TEXT PASSAGE
If ever an entire hockey game could be summed up in one statistic, it was last night's meeting between the Carolina Hurricanes and Washington Capitals.

The Hurricanes ended up with three short-handed goals -- two came on one second period penalty -- and as a result, they also wound up with a 4-3 victory at Verizon Center.

It tied a Washington franchise record for the most allowed in game; it set a record for Carolina, which moved into a first-place tie atop the Eastern Conference with the idle Ottawa Senators.

"It stands out because it was the difference in the game," Capitals captain Jeff Halpern said. "With the exception of the last one, it wasn't like we were giving up good scoring chances. One was a lucky break. But, still, it was three short-handed goals. They are a backbreaker to begin with."

The win was the Hurricanes' third in the span of five days over the Capitals, whose seven-game point streak came to an end. But not before some serious suspense in the waning moments.

Defenseman Shaone Morrisonn's first goal as a Capital cut his team's deficit to 4-2, then Brian Willsie's tally with 1 minute 32 seconds remaining made it a one-goal game. But Carolina goalie Cam Ward made sure they never got they equalizer. He finished with a career-high 39 saves; Olie Kolzig made 28 for the Capitals.

WHAT YOU WILL DO
[A] Copy the hockey game report verbatim, everything from "If ever an entire" down to "idle Ottawa Senators.".
[B] Arrange as a numbered list the lines of the listing below, everything from the line containing "Question. Indicate one point on each instance of the sandy" down to the line containing "[(233, 183)]", both included, with blank lines omitted.

(Collection entries)
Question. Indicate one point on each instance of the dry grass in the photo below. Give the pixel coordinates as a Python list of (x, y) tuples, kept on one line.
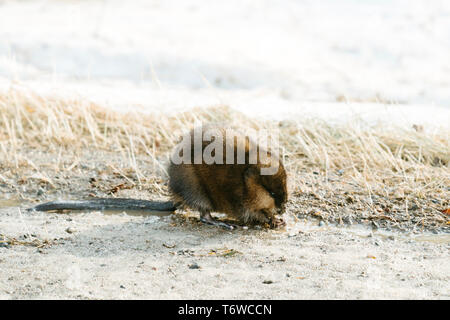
[(386, 175)]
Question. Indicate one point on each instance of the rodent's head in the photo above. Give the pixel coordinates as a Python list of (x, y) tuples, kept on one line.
[(276, 186), (266, 194)]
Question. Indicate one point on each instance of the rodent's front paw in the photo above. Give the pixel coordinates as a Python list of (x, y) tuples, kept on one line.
[(276, 223)]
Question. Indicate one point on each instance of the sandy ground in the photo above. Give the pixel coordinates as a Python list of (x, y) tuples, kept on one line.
[(120, 256)]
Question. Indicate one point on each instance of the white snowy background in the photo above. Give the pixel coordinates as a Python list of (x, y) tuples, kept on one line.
[(379, 59)]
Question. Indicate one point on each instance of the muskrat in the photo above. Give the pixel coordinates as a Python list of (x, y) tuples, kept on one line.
[(233, 183)]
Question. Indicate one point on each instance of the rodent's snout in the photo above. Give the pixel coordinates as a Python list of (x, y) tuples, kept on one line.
[(281, 209)]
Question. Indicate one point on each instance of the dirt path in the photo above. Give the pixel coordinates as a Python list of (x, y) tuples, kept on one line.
[(93, 255)]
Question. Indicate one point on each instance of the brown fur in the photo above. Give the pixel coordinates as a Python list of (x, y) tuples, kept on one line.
[(239, 190)]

RESULTS FOR EACH TASK
[A]
If ever an entire hockey game could be summed up in one statistic, it was last night's meeting between the Carolina Hurricanes and Washington Capitals.

The Hurricanes ended up with three short-handed goals -- two came on one second period penalty -- and as a result, they also wound up with a 4-3 victory at Verizon Center.

It tied a Washington franchise record for the most allowed in game; it set a record for Carolina, which moved into a first-place tie atop the Eastern Conference with the idle Ottawa Senators.

[B]
1. Question. Indicate one point on each instance of the sandy ground in the photo above. Give the pixel coordinates as a Python list of (x, y) tuples, kept on one line.
2. [(120, 256)]
3. Question. Indicate one point on each instance of the white snowy background in the photo above. Give the pixel coordinates as a Python list of (x, y) tuples, kept on one line.
4. [(379, 59)]
5. Question. Indicate one point on each instance of the muskrat in the photo above. Give the pixel coordinates as a Python list of (x, y) tuples, kept on one line.
6. [(233, 183)]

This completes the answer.